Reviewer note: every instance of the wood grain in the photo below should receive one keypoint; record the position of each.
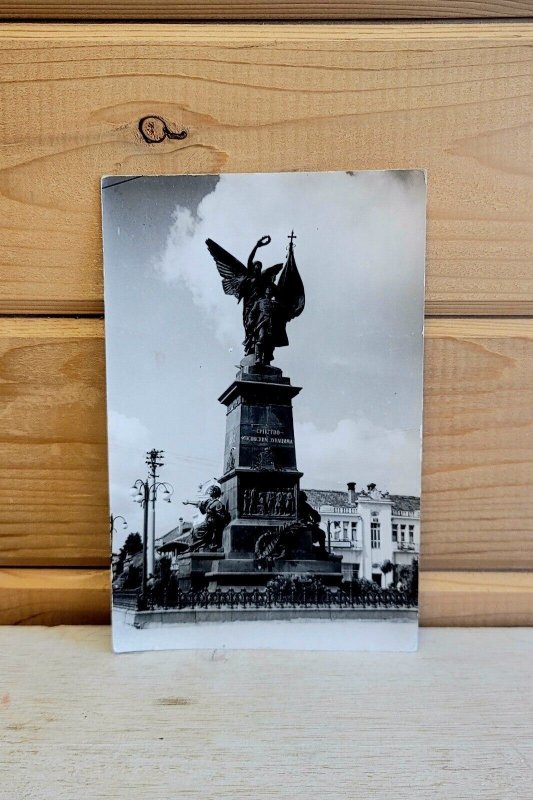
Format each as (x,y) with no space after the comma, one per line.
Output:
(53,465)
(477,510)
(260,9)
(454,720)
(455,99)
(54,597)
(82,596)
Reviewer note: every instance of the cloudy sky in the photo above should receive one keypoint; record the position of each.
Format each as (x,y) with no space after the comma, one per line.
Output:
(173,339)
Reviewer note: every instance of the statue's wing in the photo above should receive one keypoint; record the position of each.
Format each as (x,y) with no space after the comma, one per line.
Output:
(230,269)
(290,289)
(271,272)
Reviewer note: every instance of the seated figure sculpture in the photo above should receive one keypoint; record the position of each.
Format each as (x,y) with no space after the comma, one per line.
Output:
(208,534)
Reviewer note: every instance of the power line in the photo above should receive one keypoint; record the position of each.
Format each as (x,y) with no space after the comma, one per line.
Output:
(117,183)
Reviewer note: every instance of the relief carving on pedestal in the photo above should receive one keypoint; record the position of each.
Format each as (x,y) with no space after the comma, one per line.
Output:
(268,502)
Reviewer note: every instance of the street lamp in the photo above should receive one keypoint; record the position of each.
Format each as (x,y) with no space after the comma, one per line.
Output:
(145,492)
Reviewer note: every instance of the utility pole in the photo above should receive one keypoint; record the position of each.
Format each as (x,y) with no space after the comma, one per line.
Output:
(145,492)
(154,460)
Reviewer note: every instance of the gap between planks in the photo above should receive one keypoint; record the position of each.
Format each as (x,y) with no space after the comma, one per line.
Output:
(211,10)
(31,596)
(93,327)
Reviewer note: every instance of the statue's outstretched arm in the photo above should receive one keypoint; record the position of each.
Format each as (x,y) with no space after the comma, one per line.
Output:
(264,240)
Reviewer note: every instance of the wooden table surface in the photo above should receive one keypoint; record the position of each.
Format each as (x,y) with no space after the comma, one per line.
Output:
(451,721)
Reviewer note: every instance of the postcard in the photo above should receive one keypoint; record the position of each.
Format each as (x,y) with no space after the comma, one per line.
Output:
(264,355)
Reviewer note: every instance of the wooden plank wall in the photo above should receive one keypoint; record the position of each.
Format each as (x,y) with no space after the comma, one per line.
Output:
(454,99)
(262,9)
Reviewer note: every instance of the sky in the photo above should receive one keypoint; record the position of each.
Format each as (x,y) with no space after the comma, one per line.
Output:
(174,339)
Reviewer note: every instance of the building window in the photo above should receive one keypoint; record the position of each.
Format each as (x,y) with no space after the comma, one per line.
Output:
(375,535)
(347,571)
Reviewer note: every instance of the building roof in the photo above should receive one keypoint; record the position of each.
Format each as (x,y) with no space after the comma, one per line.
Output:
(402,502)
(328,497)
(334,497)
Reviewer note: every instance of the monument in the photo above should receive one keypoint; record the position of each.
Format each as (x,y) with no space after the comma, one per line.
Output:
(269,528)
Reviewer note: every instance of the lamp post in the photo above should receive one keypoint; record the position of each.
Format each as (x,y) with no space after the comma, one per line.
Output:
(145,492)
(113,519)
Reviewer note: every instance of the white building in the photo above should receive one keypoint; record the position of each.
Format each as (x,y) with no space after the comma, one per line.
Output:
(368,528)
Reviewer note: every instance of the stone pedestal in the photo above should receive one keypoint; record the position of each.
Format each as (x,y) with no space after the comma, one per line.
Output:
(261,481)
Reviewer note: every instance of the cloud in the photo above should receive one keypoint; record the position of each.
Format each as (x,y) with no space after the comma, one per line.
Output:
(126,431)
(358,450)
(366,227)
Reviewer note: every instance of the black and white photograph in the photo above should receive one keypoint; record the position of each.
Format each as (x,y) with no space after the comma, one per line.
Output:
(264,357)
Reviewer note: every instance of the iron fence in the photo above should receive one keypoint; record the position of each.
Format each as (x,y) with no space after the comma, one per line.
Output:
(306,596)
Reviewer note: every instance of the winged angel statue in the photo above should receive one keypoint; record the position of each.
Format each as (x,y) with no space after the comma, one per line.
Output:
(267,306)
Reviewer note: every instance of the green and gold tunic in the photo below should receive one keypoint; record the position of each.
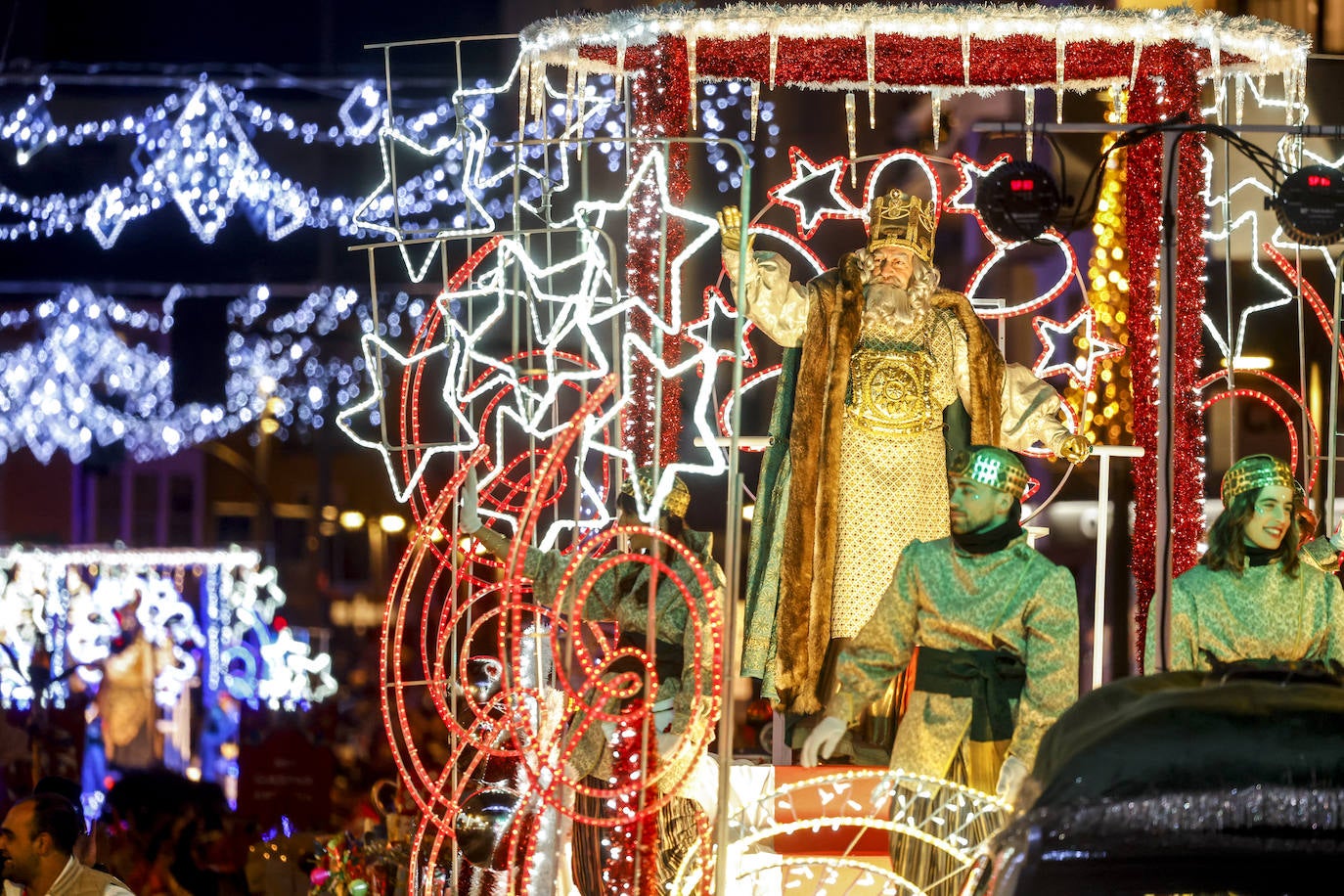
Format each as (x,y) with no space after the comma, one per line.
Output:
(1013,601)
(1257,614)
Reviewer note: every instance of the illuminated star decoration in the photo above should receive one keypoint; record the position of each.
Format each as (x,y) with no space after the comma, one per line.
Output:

_____

Could you repeat all of the material exactly? Pictures should not be copied.

The answer
Reviewer note: every instance of the wood grain in the photo below should receive one keypoint; record the position of each.
Format each as (x,y) with no space after the comma, one per line.
Output:
(53,465)
(477,510)
(260,9)
(454,720)
(455,99)
(54,597)
(82,596)
Reviewer note: every instance of the cloudy sky in the photo above should receive one keypoint; record the position of each.
Format each as (x,y) with no space after the comma, one per line.
Output:
(173,339)
Reviewer note: every instance of the statue's wing in the photo above should receive one keypoint; record the position of each.
Format each as (x,y) with no space after the comma, one per line.
Output:
(230,269)
(290,289)
(271,272)
Reviewer note: every instance of the seated figure sculpture in the photo above should receive one keypoint; record the position of each.
Format each as (x,y) with no space after the comma, one per line.
Output:
(208,534)
Reviewer note: every instance of the power line in the photo above should receive one keypoint; record the position of each.
Format each as (x,y) with no space after the comma, one per line.
Output:
(117,183)
Reviewer note: every instance of the relief carving on pedestal in the photo above should receive one keypoint; record the position of each.
Format each as (x,y) with no space after the comma, one per line.
Output:
(268,502)
Reviewer note: every instance of the street lamp in the photo above should receive one keypoint; record the position of each.
Format each as (x,y) with no space after the comma, one per line.
Output:
(145,492)
Reviewer note: every instance of the utility pole in the photo above should receive one keypoint; record the position of each.
Format each as (x,y) with no space after the comma, one per line.
Output:
(145,492)
(154,460)
Reviewer note: every instance of the gap between planks in the photo above should receive one keypoint; record the position of each.
Format each as (x,y) with no space after the comma, one per line.
Output:
(211,10)
(31,596)
(93,327)
Reviewer note: every instance of the statue's outstretched arm in the photo above should receive one keypoint; record the position of each.
Format each as (x,y) with no space after the comma, one per line.
Output:
(264,240)
Reviewer note: every instance of the wooden table surface in the photo above should receive one keypoint; record the position of each.
Format each as (x,y) with no space after the comma, one per line.
Output:
(451,721)
Reviewer note: every instance of the postcard in the photo above should receive one keypoint; record the position of each.
Format each as (x,y) with no space after the comma, one per line.
Output:
(264,355)
Reviewer note: every instance of the wooden plank wall in the photo above should receive one keypoint; record the position of each.
Format each as (x,y) with no space after the comma, one per line.
Output:
(454,99)
(262,9)
Reviewer note: every instance of the sky in the photo above should receive one keypoint; record the position of each.
Format each as (x,y) with no space after the comma, one per line.
Output:
(174,339)
Reviewer note: every instance of the building window in the photo above should receive one keypoint; record the position of each.
Format each as (x,y) with no space after the comma, one per line.
Output:
(375,535)
(347,571)
Reviewer note: every instance of the building roof in the photo above should receive one keypoint; record the position of each.
Format each as (x,y) with no space after the comma, one per line.
Output:
(402,502)
(328,497)
(334,497)
Reviewer note: every instance of the monument in the photo above should receive one keypoint; record the position of each.
Format each as (x,y) with no space after the comma, one per line.
Output:
(269,528)
Reviewer note: every instance of the lamp post in the photo above should receive one keypoint; record the position of each.
Format each as (x,y) with no space after the comma, one per line.
Output:
(145,492)
(113,519)
Reviewer note: every instance of the white building in the photo above should receive one keypoint; record the position of each.
Format each as (x,y) with no space after the comma, one per line.
Output:
(368,528)
Reviewer note: every instance of the stone pedestal in the photo above should receive one keypoint; record the position of each.
Format each as (x,y) with no space after the comma, one per line.
Output:
(261,481)
Reviewer note: every instance of the cloud in the photo above should receive one keypoint; record the position of each.
Format each as (x,y) with no space after the comma, one per line.
Output:
(126,431)
(358,450)
(366,227)
Reviewer note: every instance of the black and white photograph in the photo above should receive one keypoint; record the position of each.
Format each as (x,y) with no space after the comma, one per line.
Output:
(264,357)
Reviewer note: every instance of the iron fence in the photo above should receive one keypoint; record the position of each.
Format each as (x,y) with no space after the comma, one per line.
Output:
(306,596)
Reviewer note: every instance of the winged angel statue in the photo above should receive one keypoint; record the position of each.
Format each as (x,y) with no space after the comma, one per line.
Output:
(267,306)
Reviewer note: every instance of the green and gold tunic in the photo below should receive one keypoint; record the position of each.
Format each as (x,y) with no space after the comma, one per line.
Output:
(1013,601)
(1257,614)
Reviewer note: every instance of the illuminated star decoration in the photo above should receive one keypoint; record the position of each.
Format each as (x,y) with no space after the comma, one per line.
Output:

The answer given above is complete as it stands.